**KURZE AUFGABE 1:**
Wiederhole aus dem folgenden Text über die Lebensreform in Brandenburg wortgetreu alles von „Den Besucher empfängt“ bis hinunter zu „Berlin/Potsdam – Brandenburg.“.

**VORLIEGENDER TEXTAUSZUG:**
- - - - - - -
Die Wiege des Wandervogels liegt in Berlin-Steglitz, doch die ersten Schritte und Fahrten unternahmen die Wandervögel im Umland – in Brandenburg. Der Jugendbewegung gleich entstanden auch andere Reformideen im städtischen Bürgertum, die eine Umsetzung auf dem Land finden sollten.

„Aus grauer Städte Mauern“

Den größten Kontrast zwischen Stadt und Land boten Berlin1 und Brandenburg. Die „größte Mietskaserne der Welt“, wie man Berlin auch bezeichnete, diente gleichermaßen als Ideenschmiede, Werbeplattform und Absatzmarkt. Rund um die Hauptstadt entstanden vor etwa 100 Jahren etliche Reformprojekte, von denen einige noch heute existieren. Der Lebensreform in Brandenburg widmet sich aktuell eine Ausstellung in Potsdam unter dem Titel. „Einfach. Natürlich. Leben.“

Den Besucher empfängt eine Karte Brandenburgs mit Markierungen für die in der Ausstellung vorgestellten Projekte. Schon durch die räumliche Streuung läßt sich die dahintersteckende Vielfalt erahnen. Einem schlicht gehaltenen Eingangsbereich mit hohen Wänden, großen Fotos, viel Platz und gemütlichen Farben folgt eine beengte rustikale Räumlichkeit mit viel Fachwerk und Holz‒ ein erzwungener, aber stimmiger Kontrast. Stadt – Land, Beton – Wald, Grau – Grün, Berlin/Potsdam – Brandenburg.
- - - - - - -
**BEREITGESTELLTE DATEN:**
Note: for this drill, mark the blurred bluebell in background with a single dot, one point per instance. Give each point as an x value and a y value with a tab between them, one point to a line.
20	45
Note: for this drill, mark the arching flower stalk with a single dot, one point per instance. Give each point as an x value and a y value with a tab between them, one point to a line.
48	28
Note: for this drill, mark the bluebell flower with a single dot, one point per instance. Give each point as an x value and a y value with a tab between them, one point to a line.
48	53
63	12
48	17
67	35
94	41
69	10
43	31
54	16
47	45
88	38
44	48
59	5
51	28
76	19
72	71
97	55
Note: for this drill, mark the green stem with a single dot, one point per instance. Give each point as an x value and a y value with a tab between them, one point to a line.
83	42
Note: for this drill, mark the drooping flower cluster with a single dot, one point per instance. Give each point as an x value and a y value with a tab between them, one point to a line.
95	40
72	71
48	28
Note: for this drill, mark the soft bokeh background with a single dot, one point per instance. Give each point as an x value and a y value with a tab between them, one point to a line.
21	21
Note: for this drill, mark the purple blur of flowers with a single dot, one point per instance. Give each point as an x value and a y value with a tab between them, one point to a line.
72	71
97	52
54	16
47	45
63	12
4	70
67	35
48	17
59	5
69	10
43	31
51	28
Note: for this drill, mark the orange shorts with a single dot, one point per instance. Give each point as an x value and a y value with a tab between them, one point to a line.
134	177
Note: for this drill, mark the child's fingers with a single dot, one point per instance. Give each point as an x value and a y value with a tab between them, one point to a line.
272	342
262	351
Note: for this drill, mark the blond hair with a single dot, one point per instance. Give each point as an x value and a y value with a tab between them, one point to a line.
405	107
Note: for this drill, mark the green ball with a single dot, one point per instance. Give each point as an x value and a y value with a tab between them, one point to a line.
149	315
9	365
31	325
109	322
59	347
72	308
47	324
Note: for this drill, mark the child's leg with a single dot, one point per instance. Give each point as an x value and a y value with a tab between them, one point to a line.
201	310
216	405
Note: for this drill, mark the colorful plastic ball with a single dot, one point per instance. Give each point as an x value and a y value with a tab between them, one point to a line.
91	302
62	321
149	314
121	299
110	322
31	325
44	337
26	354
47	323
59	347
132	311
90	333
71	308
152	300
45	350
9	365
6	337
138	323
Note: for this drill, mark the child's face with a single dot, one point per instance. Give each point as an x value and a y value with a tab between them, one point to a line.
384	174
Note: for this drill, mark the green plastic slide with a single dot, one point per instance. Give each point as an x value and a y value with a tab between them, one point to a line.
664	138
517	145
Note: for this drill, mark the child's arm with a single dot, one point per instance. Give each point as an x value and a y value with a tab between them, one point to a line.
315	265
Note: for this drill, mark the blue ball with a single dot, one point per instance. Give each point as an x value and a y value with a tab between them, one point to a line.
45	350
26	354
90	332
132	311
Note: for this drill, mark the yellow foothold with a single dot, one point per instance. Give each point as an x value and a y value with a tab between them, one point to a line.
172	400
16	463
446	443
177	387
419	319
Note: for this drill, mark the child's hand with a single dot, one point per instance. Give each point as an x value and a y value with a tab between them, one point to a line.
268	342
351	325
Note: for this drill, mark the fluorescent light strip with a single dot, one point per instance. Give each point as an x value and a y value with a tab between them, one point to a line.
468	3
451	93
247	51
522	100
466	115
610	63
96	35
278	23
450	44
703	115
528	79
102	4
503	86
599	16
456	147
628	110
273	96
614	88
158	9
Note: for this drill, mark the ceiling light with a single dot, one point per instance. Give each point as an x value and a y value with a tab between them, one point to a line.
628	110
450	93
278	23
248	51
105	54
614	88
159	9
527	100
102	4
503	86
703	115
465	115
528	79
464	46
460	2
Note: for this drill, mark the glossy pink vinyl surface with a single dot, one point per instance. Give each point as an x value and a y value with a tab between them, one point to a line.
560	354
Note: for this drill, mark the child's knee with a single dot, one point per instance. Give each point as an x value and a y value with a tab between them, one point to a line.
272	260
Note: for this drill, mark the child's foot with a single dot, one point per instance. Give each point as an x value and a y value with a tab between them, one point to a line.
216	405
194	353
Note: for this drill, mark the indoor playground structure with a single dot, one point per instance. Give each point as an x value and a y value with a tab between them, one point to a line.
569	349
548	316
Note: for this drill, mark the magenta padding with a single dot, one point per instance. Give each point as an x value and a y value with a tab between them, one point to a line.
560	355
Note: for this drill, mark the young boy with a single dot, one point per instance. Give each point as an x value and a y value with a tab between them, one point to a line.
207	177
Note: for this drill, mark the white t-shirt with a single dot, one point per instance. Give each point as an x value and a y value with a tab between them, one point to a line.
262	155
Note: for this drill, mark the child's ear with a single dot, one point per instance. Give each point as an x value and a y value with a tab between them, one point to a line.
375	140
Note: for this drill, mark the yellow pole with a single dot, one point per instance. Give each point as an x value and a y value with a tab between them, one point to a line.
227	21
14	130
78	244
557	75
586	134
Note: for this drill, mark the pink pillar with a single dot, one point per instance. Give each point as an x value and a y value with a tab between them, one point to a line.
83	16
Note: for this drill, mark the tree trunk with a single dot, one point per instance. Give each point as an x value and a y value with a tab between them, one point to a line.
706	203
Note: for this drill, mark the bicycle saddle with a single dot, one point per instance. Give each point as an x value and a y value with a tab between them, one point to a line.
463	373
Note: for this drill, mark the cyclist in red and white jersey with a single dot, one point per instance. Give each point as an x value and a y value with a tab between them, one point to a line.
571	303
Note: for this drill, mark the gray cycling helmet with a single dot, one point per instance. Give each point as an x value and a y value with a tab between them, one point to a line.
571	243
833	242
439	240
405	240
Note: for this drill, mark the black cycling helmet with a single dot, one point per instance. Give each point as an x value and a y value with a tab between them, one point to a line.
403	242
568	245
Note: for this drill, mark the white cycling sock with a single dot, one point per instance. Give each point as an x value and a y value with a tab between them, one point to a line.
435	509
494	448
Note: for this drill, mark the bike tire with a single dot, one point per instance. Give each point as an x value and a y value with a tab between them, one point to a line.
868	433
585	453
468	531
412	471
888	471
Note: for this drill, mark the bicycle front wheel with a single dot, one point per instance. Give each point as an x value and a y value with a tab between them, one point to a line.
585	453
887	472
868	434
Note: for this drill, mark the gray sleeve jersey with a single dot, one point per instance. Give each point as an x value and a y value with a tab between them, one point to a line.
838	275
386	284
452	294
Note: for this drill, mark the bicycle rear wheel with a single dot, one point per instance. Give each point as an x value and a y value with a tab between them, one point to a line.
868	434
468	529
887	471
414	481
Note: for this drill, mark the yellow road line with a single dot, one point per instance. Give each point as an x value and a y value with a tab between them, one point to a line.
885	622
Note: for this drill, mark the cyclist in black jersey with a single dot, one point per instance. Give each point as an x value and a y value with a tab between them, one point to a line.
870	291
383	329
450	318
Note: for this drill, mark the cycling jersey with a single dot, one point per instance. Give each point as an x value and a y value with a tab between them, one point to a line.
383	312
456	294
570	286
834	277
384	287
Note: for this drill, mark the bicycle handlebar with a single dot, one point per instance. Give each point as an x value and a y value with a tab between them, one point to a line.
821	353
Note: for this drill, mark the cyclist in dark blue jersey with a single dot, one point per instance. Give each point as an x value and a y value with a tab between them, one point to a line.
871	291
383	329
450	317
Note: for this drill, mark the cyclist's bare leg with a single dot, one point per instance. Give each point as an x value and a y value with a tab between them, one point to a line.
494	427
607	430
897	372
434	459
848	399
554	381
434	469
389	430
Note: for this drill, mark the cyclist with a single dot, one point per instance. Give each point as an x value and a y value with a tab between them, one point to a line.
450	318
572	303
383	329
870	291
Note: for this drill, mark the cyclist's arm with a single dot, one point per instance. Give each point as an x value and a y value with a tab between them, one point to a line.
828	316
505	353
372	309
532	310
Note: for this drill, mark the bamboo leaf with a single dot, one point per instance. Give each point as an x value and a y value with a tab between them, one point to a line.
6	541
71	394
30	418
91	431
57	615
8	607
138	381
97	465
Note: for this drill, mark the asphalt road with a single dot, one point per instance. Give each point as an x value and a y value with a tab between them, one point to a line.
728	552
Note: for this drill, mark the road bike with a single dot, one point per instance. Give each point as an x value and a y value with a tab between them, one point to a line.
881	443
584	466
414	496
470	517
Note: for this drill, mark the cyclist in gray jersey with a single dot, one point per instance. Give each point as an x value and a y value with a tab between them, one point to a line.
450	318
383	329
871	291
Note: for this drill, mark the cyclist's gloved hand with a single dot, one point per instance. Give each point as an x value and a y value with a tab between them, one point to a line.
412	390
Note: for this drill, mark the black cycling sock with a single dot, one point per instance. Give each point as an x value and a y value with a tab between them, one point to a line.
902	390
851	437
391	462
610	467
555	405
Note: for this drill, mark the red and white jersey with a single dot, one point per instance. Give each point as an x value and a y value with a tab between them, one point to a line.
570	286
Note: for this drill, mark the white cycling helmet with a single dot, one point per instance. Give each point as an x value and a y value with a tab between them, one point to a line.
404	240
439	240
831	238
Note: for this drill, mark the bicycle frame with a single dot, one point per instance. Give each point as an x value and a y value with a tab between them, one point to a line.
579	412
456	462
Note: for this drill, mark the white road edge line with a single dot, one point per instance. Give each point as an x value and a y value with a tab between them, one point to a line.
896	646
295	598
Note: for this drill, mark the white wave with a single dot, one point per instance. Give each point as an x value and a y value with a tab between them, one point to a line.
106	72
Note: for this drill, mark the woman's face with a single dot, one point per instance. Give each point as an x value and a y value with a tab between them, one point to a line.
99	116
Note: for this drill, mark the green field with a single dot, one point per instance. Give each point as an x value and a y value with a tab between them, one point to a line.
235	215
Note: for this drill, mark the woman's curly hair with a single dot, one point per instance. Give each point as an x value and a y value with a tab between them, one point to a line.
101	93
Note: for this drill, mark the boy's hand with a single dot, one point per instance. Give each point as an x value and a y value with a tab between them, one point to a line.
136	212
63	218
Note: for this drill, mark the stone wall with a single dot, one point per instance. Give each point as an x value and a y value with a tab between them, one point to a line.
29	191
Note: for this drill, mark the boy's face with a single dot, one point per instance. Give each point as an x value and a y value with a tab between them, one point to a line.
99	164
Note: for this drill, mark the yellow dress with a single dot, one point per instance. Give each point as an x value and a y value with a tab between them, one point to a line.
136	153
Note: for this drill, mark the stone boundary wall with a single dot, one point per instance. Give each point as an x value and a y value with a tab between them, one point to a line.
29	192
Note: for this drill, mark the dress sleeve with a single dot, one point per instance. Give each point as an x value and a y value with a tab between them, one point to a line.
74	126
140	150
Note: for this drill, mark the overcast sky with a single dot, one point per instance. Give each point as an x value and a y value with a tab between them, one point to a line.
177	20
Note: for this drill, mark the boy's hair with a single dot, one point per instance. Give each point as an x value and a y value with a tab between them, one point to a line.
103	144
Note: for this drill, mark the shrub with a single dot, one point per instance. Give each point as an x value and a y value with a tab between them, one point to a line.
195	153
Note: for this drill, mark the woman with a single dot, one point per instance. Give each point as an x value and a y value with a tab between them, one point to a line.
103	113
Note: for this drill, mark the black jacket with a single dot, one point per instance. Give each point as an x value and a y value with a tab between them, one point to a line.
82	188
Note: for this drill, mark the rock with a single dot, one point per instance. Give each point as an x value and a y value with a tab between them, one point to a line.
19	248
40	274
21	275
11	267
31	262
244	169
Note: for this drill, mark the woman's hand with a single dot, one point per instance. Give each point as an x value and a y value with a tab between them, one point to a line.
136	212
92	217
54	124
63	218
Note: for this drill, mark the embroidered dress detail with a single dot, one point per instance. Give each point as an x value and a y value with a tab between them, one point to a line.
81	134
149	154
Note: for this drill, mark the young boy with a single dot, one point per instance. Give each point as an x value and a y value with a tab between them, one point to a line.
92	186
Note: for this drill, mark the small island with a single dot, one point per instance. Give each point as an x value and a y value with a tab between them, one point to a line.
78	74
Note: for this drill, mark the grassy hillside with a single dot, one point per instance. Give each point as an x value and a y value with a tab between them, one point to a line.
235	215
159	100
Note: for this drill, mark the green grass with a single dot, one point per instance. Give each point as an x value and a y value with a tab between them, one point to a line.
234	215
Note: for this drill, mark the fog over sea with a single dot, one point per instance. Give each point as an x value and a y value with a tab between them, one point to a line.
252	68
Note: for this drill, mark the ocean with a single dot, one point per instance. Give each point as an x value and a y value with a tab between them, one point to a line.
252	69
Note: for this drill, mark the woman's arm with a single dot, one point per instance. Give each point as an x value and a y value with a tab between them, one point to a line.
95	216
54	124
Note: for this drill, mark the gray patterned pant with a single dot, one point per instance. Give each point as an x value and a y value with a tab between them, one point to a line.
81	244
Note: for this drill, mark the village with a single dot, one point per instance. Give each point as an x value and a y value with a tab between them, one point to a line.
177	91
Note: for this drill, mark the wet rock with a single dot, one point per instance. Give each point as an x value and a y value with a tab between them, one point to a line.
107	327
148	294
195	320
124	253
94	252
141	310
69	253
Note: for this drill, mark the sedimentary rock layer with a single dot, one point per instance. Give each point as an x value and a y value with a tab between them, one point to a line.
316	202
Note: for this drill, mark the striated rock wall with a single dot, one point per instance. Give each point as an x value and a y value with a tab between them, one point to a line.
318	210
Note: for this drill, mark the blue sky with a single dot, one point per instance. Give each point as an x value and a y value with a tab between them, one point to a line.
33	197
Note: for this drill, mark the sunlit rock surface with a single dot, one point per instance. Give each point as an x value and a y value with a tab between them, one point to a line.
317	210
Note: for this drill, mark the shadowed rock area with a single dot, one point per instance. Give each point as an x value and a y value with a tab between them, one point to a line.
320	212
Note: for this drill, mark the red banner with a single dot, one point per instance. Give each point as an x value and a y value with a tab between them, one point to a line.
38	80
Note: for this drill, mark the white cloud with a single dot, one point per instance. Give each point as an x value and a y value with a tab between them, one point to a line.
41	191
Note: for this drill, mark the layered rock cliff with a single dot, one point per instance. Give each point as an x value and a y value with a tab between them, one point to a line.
- - - - - - -
**KURZE AUFGABE 2:**
Suche aus den Datensätzen oben jede Zeile heraus, die die Zeichenfolge „surface“ enthält, und schreibe sie unverändert ab. Groß- und Kleinschreibung ist dabei zu beachten.

**SCHRIFTLICHE ANTWORT 1:**
Den Besucher empfängt eine Karte Brandenburgs mit Markierungen für die in der Ausstellung vorgestellten Projekte. Schon durch die räumliche Streuung läßt sich die dahintersteckende Vielfalt erahnen. Einem schlicht gehaltenen Eingangsbereich mit hohen Wänden, großen Fotos, viel Platz und gemütlichen Farben folgt eine beengte rustikale Räumlichkeit mit viel Fachwerk und Holz‒ ein erzwungener, aber stimmiger Kontrast. Stadt – Land, Beton – Wald, Grau – Grün, Berlin/Potsdam – Brandenburg.

**SCHRIFTLICHE ANTWORT 2:**
Note: for this drill, mark the glossy pink vinyl surface with a single dot, one point per instance. Give each point as an x value and a y value with a tab between them, one point to a line.
Note: for this drill, mark the sunlit rock surface with a single dot, one point per instance. Give each point as an x value and a y value with a tab between them, one point to a line.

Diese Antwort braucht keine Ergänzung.